TASK ITEM: Go to the line containing "Put a point on the grassy" in the records below and print it and every following line exactly, on through the line containing "query | weathered wood rail", then stop.

[Natural-language object grounding data]
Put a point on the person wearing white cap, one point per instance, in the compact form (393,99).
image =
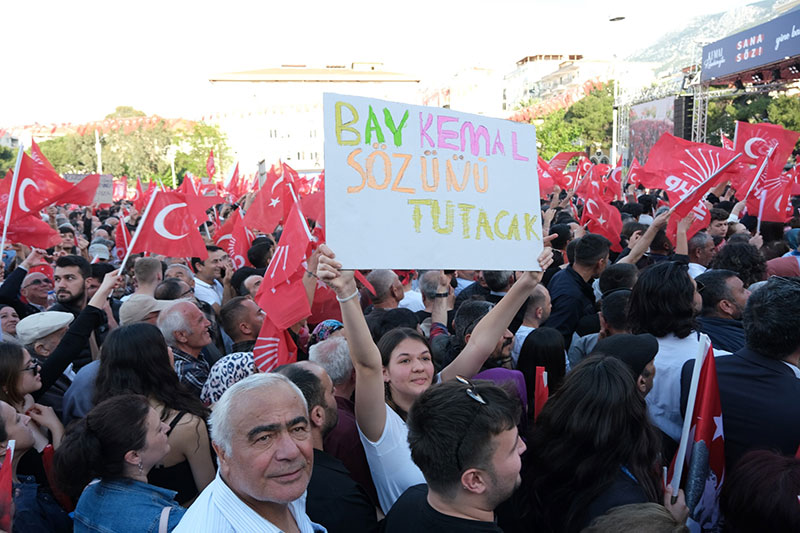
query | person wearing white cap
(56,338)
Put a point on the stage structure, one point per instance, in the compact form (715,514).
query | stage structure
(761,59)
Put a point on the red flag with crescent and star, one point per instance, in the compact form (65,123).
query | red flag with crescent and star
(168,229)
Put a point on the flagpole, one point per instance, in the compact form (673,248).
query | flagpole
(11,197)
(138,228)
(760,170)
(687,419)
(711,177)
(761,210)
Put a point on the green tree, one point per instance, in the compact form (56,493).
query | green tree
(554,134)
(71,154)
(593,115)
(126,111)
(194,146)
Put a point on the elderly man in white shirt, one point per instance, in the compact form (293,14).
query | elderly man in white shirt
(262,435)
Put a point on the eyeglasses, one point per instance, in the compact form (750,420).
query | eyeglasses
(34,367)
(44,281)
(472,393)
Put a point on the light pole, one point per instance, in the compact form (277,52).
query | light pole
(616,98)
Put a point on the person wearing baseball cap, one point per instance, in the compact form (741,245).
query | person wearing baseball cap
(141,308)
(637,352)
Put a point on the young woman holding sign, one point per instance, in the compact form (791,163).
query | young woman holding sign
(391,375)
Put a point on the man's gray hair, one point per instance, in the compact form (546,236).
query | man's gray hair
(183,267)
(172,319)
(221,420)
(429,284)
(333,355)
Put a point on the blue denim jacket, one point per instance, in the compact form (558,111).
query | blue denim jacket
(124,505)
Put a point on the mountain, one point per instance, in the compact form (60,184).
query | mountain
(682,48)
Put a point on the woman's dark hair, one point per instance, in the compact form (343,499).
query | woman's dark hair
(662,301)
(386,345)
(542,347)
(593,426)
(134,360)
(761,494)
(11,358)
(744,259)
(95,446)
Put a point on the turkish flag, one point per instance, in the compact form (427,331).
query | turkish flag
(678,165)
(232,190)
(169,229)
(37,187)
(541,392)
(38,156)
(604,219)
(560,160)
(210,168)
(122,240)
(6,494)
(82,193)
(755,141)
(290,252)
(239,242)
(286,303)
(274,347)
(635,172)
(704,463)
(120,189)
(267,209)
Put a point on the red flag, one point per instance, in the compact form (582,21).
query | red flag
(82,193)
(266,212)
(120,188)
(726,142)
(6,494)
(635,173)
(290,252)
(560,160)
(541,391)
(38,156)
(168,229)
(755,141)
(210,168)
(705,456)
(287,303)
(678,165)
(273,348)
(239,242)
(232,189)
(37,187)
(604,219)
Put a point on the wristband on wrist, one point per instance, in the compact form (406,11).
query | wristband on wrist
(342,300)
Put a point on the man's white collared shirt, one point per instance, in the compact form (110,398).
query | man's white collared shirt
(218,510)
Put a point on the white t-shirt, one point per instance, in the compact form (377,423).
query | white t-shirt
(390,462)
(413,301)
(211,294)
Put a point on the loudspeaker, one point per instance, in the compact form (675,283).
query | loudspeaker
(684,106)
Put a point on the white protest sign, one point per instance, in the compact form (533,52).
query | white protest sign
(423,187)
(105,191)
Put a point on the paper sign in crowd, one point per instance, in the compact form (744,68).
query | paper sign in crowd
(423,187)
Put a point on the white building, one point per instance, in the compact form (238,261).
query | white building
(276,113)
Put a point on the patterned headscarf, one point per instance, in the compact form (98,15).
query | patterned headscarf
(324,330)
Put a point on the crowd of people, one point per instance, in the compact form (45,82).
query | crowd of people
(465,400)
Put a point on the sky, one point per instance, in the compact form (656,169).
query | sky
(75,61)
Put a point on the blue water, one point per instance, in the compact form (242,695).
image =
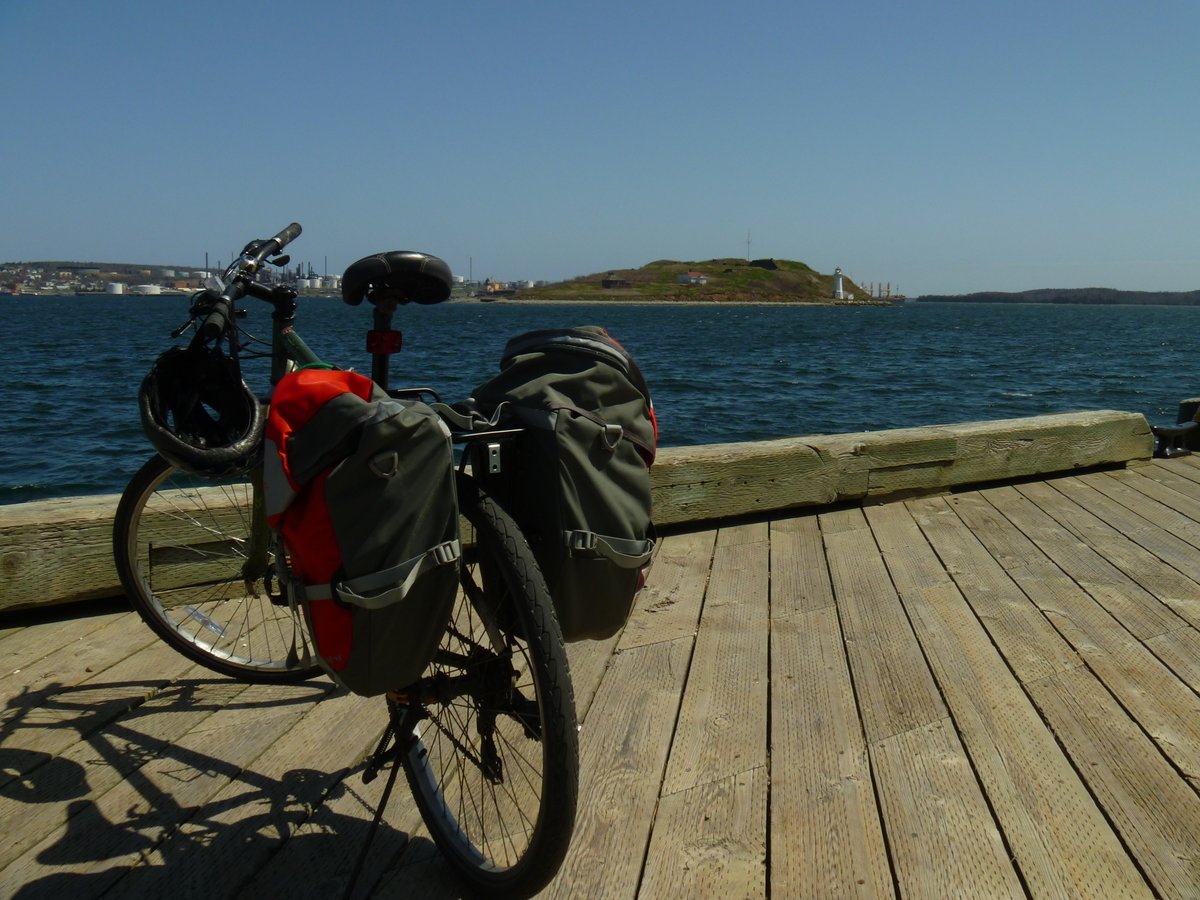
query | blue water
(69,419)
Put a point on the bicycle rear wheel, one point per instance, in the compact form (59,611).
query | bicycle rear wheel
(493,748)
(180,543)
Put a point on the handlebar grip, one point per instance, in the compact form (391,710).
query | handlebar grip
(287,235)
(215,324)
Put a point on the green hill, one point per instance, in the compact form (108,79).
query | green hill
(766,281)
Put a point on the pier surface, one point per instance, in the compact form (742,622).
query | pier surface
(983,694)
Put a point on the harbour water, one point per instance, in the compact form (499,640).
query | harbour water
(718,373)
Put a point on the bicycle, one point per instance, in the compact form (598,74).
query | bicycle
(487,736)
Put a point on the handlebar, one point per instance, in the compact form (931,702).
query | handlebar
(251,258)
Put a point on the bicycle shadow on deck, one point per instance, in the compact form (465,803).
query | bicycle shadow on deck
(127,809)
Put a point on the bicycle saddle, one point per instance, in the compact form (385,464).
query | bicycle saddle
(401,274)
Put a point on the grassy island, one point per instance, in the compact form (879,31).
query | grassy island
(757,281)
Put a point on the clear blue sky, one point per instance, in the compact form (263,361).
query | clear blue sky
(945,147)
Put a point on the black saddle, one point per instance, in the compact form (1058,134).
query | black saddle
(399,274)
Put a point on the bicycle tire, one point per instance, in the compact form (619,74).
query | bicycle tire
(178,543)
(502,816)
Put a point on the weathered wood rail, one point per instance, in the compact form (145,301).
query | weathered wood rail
* * *
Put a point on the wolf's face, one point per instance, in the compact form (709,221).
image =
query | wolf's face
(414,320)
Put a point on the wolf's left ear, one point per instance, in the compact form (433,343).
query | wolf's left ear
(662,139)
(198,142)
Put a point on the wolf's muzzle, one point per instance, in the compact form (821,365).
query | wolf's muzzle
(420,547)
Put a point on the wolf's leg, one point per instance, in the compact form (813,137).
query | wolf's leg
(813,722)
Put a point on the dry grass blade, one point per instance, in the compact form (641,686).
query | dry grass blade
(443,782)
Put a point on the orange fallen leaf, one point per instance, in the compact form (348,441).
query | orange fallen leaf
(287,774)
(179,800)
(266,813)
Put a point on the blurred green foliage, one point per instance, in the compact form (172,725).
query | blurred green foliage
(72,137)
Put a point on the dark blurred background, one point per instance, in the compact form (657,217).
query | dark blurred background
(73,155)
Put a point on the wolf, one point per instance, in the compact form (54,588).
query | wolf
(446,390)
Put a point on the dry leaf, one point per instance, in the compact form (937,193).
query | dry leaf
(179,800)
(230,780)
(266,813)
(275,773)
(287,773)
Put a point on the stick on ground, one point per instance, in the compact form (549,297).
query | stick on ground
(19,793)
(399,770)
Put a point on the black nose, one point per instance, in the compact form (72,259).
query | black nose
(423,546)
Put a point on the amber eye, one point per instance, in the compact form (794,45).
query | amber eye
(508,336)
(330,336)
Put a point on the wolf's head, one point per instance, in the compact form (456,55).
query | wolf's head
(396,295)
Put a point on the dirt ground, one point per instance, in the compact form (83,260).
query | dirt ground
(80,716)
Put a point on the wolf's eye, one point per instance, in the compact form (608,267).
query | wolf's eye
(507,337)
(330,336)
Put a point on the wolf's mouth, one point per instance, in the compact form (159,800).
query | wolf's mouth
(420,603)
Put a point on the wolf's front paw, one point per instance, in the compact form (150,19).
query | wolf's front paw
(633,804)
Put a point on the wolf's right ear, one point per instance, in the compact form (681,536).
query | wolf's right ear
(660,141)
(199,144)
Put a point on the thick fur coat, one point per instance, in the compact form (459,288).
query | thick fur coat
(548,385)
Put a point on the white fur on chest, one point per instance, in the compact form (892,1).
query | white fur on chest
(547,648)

RESPONSE:
Put a point on the grassy island, one point per instance, in the compact form (879,31).
query | grassy island
(757,281)
Put a point on the clear blue sky, one point per instance, in the compact form (263,361).
query | clear blue sky
(945,147)
Put a point on the black saddle, one point per instance, in the compact form (1058,134).
query | black saddle
(399,274)
Put a point on the bicycle tire, one point per instance, in the compact form (619,74).
query | bicycle tire
(178,543)
(502,816)
Put a point on the weathered wood rail, one point per instance, in the compact form (145,301).
query | weathered wood rail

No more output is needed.